Опубликовано в журнале Зеркало, номер 47, 2016
Мы росли с Игорем Чацкиным, с Чацей − как его называли все и всегда − в соседних подъездах на Пушкинской угол Кирова в Одессе, учились в одном классе, дружили с детства. Как-то поссорившись, в злой запальчивости побились об заклад, что я никогда не стану геологом, как мечталось мне, а он − океанологом, как мечталось ему. Меня влекла Земля, его − Океан. Платить никому не пришлось, выиграли или проиграли, это уж как сказать, мы оба, поскольку в один и тот же день вступили в «современное искусство». (Принимающим, естественно, был Сережа Ануфриев). В нашей авангардистской компании Чаца сразу позиционировал себя именно как поэт. И действительно, мне кажется, что всю жизнь его визуальные объекты, картины, перформансы были, скорее, дополнениями, застывшими фрагментами его поэзии. Он очень быстро нашел свою поэтическую форму − небольшие, в несколько фраз стихотворения, визуально удлиненные разбивкой по одному-два слова, а то и слога, на строчку. В них чувствовалась дистанция одному ему свойственного проговаривания − казалось бы, легкого, непритязательного, и в то же время отчаянно гордого, замкнутого, саркастического. Даже по отношению к самому себе. Ох, этот знаменитый Чацин сарказм. Многие его стихотворения были для нас чуть ли не хитами, но при этом он писал сравнительно немного. Каждое стихотворение, казалось, росло в нем медленно, как комнатный кактус, выращиванием которых он тогда увлекался. Специалистом по глубоководным рыбам, как мечталось в детстве, не стал, сам превратился в глубоководную рыбу языка. Зато этот мир маленькой, светлой, непритязательной, домашней природы всегда был где-то рядом с ним − цветущие кактусы, аквариумные рыбки, птички. Я помню по фотографии − даже в крошечной комнатке в Натании, когда он был вынужден жить вместе с матерью, у него были клетки с птицами.
Последние годы, особенно последние месяцы жизни, наоборот, он писал очень много. Зачастую выкладывал на фэйсбук по несколько стихотворений в день. Так уж повелось, и, наверное, это справедливо, что мы приписываем поэтам некое знание отпущенного им срока. Казалось, он должен был проговорить еще раз, на своем внутреннем голосе, все слышанное им за жизнь. Все эти словечки, тупые восклицания, междометия на русском, украинском, иврите, обрывки песенок и анекдотов, вся языковая шелуха мира будто наконец объединилась с его собственными жизненными мытарствами в какой-то легкой, освобождающей ритурнели. Там мелькали лозунги из его же собственных старых работ, обрывки старых стихов, и это наслаивалось друг на друга в странных, почти эротических констелляциях, скрепленных и тут же разомкнутых повторами, скобками, многоточиями, звездочками примечаний.

────

### [Задание 1]
Дословно процитируйте отрывок очерка об Игоре Чацкине между словами "Последние годы, особенно" и "многоточиями, звездочками примечаний.", включая их.
### [Задание 2]
Выращиванием каких растений, согласно очерку об Игоре Чацкине, увлекался Чаца?
Для работы эти записи не нужны.

### [Фрагменты данных с указанием точек]

────

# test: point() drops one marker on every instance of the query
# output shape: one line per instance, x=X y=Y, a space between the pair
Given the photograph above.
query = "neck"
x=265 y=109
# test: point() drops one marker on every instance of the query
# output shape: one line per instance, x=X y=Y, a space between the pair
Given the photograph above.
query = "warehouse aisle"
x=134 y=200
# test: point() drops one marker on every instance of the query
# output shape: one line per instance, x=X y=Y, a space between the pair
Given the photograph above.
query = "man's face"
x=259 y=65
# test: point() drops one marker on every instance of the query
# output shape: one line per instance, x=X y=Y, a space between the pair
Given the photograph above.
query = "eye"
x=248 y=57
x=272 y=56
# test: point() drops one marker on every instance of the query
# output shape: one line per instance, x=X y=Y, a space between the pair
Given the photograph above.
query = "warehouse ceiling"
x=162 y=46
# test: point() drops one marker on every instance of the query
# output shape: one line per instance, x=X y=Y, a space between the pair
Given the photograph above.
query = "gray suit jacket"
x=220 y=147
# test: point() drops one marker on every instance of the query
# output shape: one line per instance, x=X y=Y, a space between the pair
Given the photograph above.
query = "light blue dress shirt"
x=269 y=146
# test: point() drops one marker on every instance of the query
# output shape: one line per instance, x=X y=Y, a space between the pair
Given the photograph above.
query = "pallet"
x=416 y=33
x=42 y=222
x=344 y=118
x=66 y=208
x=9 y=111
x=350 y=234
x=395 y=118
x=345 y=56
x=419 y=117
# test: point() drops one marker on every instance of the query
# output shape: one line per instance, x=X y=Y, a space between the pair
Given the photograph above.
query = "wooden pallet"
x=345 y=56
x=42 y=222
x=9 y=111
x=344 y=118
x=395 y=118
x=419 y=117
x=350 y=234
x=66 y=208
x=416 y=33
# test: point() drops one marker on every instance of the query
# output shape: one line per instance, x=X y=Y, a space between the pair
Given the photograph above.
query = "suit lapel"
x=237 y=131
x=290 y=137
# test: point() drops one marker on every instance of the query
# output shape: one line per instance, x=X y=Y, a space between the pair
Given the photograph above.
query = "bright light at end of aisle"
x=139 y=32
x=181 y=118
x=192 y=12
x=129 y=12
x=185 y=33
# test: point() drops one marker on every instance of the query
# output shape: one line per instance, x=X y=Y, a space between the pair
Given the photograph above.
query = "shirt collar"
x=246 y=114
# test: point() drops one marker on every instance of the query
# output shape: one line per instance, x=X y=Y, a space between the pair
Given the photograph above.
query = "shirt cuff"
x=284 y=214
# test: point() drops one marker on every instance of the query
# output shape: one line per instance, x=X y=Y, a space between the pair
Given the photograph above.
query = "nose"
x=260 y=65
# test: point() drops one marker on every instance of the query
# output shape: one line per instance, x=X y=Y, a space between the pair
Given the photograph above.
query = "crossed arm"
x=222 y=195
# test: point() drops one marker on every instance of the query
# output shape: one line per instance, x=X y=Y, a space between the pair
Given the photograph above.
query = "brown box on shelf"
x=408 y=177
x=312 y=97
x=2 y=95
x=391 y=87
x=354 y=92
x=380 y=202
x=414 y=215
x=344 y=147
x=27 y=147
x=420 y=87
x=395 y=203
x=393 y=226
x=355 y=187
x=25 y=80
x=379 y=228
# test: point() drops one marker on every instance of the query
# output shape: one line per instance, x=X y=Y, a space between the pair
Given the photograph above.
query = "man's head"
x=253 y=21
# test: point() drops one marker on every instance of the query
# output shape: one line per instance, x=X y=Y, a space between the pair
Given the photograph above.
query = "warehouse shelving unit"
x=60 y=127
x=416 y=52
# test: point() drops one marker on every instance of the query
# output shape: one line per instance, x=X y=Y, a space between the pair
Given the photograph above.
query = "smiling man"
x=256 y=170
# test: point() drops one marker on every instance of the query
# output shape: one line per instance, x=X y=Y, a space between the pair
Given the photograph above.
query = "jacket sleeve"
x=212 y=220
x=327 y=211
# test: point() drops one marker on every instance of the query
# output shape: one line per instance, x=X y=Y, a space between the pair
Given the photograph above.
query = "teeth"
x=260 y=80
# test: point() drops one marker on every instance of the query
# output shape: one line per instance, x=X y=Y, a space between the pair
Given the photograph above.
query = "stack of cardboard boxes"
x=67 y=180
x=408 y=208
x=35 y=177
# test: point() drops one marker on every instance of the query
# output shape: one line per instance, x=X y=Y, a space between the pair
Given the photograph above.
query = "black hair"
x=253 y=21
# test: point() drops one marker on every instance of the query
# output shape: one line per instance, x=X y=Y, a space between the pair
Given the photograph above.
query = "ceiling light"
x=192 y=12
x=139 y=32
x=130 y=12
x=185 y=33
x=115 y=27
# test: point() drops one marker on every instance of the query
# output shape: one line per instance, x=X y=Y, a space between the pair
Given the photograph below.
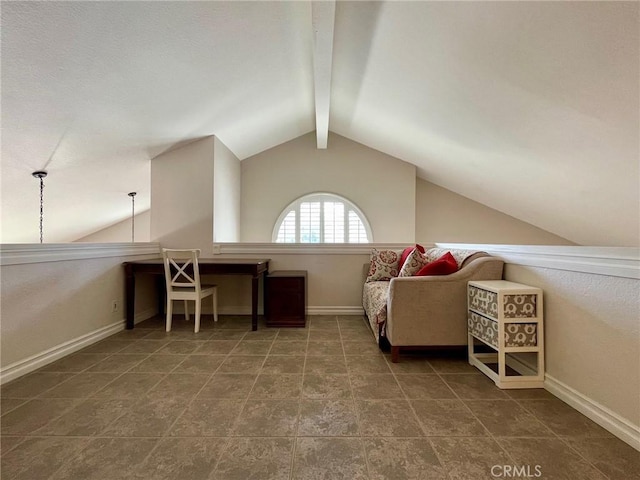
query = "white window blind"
x=322 y=218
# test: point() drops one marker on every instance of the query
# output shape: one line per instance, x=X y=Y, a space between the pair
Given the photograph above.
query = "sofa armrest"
x=432 y=310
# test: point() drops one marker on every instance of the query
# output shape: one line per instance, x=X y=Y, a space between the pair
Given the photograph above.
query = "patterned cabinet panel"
x=520 y=306
x=507 y=318
x=515 y=334
x=483 y=301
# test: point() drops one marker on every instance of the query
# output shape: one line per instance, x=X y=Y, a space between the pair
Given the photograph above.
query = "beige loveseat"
x=426 y=311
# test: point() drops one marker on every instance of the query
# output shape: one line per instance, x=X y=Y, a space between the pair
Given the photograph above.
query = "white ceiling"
x=528 y=107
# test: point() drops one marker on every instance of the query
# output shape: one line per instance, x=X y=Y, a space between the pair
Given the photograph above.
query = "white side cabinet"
x=506 y=332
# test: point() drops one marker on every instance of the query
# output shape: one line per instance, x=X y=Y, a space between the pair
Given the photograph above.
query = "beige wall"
x=226 y=194
x=383 y=187
x=45 y=305
x=592 y=334
x=121 y=231
x=445 y=216
x=182 y=196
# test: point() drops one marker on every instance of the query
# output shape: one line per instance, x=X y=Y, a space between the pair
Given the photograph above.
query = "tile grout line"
x=424 y=432
x=354 y=404
x=230 y=436
x=166 y=432
x=294 y=447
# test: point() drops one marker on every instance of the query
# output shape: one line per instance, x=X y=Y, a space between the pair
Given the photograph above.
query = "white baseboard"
x=337 y=310
x=607 y=419
x=312 y=310
x=29 y=364
x=144 y=315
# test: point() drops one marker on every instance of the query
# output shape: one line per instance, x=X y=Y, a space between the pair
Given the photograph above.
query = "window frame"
x=349 y=206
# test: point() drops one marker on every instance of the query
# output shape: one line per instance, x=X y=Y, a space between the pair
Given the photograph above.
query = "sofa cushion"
x=406 y=252
x=384 y=265
x=444 y=265
x=414 y=262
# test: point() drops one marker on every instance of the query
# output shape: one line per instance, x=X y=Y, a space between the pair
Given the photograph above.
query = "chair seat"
x=188 y=293
x=183 y=283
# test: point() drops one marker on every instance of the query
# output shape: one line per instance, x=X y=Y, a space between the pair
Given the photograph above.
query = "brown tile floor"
x=316 y=403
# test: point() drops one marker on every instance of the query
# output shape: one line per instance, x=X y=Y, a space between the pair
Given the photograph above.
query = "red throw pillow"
x=406 y=252
x=444 y=265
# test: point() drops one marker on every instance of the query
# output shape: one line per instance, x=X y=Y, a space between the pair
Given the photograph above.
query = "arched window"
x=322 y=218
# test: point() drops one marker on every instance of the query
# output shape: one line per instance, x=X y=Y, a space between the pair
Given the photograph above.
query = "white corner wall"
x=382 y=186
x=445 y=216
x=226 y=194
x=182 y=196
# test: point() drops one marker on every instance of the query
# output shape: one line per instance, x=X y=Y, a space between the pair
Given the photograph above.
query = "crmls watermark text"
x=519 y=471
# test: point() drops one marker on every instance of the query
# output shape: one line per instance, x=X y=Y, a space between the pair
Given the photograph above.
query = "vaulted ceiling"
x=530 y=108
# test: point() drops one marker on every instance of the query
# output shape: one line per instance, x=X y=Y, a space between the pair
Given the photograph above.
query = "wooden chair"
x=182 y=276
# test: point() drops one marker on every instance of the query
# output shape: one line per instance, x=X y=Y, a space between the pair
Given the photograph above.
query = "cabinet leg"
x=395 y=354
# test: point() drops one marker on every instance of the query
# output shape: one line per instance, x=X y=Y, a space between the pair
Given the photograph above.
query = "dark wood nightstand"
x=286 y=298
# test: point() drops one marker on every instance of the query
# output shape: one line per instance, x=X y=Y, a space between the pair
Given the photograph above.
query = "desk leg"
x=130 y=293
x=255 y=283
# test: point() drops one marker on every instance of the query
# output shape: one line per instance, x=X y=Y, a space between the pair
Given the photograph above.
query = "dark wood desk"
x=257 y=268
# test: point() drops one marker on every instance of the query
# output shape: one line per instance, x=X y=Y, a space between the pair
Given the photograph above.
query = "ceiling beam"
x=323 y=14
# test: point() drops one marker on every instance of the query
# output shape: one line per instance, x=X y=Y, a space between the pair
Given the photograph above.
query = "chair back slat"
x=178 y=266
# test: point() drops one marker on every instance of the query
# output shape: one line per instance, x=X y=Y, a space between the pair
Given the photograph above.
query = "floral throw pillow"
x=414 y=262
x=384 y=265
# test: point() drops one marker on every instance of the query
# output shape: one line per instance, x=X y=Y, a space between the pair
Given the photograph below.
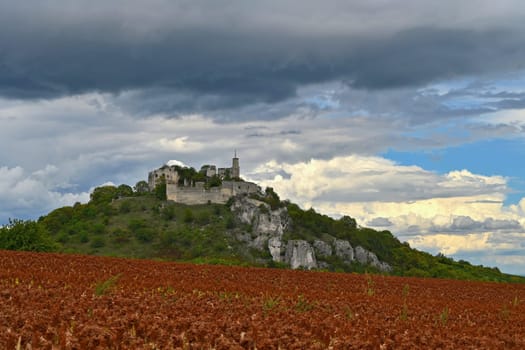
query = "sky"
x=408 y=116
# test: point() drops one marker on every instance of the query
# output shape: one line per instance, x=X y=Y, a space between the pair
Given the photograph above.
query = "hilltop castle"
x=209 y=185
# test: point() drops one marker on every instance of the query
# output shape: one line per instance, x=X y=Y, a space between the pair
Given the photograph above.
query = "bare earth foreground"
x=85 y=302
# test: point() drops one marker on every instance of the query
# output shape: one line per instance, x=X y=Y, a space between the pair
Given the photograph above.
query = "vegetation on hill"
x=133 y=222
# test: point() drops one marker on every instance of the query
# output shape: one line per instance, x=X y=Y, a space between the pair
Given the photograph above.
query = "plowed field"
x=53 y=301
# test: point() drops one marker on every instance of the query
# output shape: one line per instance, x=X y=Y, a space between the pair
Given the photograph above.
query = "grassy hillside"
x=121 y=222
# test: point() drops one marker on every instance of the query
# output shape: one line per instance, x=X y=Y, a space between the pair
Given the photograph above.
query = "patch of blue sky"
x=488 y=158
x=454 y=129
x=468 y=102
x=324 y=101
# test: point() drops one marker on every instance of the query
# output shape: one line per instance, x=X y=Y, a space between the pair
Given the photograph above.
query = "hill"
x=258 y=229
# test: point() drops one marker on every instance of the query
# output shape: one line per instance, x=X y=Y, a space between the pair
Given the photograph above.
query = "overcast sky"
x=408 y=116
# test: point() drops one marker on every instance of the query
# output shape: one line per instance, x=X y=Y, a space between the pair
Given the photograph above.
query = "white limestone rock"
x=322 y=249
x=344 y=250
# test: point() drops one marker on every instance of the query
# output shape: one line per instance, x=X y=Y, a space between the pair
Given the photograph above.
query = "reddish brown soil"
x=58 y=301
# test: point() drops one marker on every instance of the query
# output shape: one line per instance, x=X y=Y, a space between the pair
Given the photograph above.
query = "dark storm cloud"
x=217 y=60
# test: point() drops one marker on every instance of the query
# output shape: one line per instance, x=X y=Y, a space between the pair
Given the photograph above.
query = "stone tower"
x=236 y=170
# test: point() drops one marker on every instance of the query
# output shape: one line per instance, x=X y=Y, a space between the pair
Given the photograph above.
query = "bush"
x=145 y=234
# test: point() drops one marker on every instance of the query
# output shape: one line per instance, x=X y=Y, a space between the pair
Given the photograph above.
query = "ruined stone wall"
x=170 y=174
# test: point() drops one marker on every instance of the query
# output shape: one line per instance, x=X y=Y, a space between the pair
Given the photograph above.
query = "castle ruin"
x=209 y=185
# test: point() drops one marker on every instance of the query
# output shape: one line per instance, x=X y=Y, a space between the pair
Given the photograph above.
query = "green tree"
x=124 y=191
x=26 y=235
x=104 y=194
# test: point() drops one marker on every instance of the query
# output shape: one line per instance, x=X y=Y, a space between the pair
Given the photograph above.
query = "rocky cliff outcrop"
x=300 y=254
x=266 y=230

────

### [Итоговый ответ 1]
Последние годы, особенно последние месяцы жизни, наоборот, он писал очень много. Зачастую выкладывал на фэйсбук по несколько стихотворений в день. Так уж повелось, и, наверное, это справедливо, что мы приписываем поэтам некое знание отпущенного им срока. Казалось, он должен был проговорить еще раз, на своем внутреннем голосе, все слышанное им за жизнь. Все эти словечки, тупые восклицания, междометия на русском, украинском, иврите, обрывки песенок и анекдотов, вся языковая шелуха мира будто наконец объединилась с его собственными жизненными мытарствами в какой-то легкой, освобождающей ритурнели. Там мелькали лозунги из его же собственных старых работ, обрывки старых стихов, и это наслаивалось друг на друга в странных, почти эротических констелляциях, скрепленных и тут же разомкнутых повторами, скобками, многоточиями, звездочками примечаний.

### [Итоговый ответ 2]
Комнатных кактусов.